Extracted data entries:
┌────────
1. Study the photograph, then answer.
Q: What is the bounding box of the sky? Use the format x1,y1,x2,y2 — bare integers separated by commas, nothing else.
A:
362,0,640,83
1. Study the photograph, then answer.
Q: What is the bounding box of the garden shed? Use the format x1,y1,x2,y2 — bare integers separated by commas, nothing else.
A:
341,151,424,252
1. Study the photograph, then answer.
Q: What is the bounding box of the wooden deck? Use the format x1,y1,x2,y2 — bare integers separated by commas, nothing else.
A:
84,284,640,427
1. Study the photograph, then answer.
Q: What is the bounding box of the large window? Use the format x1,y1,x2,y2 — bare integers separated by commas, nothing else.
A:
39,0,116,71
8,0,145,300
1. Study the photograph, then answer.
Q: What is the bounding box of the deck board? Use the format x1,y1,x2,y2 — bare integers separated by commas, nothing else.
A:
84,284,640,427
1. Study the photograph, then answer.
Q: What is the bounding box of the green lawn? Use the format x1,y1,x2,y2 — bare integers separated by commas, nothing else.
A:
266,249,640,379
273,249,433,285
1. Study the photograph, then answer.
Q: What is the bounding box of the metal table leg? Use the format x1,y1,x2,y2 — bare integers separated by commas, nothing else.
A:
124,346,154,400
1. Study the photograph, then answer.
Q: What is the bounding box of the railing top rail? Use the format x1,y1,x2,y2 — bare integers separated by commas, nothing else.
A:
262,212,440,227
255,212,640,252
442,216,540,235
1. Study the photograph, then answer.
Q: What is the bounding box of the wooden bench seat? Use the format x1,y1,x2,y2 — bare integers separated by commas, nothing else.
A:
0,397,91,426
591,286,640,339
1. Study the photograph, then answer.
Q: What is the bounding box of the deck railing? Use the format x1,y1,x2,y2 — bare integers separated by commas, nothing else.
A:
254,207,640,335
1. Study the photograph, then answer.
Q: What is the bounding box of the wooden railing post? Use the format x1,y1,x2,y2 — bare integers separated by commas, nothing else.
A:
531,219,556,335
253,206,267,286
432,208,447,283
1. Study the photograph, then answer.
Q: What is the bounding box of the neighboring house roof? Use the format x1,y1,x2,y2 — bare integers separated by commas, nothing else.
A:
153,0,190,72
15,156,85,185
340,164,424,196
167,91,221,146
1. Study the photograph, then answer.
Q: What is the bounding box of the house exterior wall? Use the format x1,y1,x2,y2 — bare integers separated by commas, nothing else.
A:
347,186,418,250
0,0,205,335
└────────
- **WHAT IS ASKED**: Rescale the records from the first line up to and including the line with "124,346,154,400", reproducing each line (requests included) but multiplying every coordinate in the answers by 1.6 and rounding to whole numbers, with halves rounded up. Give only those lines.

- **EXPECTED OUTPUT**:
1. Study the photograph, then answer.
Q: What is the bounding box of the sky? Use the format x1,y1,x2,y2 — bare integers separated by commas, nothing else.
A:
579,0,1024,133
1. Study the photograph, then answer.
Q: What is the bounding box of the garden shed? Use the format x1,y1,x2,y2 — bare integers separated by commas, nothing else.
A:
546,242,678,403
1. Study the photograph, then answer.
Q: What is the bounding box of the wooden deck? Use the format x1,y1,x2,y2 — bare integers separated by commas, nothing else.
A:
134,454,1024,683
1. Study the photograph, then answer.
Q: What is the bounding box of the large window? Use the format x1,y1,x2,y2 — bare integers separated by commas, nothing else.
A:
62,0,186,114
13,0,232,480
1. Study the photograph, then answer.
Q: What is the bounding box of the deck board? Use the format x1,y1,x2,y2 — bare integers separated by commas, nothing else.
A:
134,454,1024,683
1. Study the photograph, then answer.
Q: What is the bounding box of the green lawn? Use the format x1,y1,x2,y2 — bare integers separated by commas, nothing else.
A:
426,398,1024,606
437,398,693,456
1. Study the photograph, then answer.
Q: What is the bounding box of the metal table leg? Use the format x1,y1,x2,y2 — bare integers separated by commas, nothing else.
A:
198,554,246,640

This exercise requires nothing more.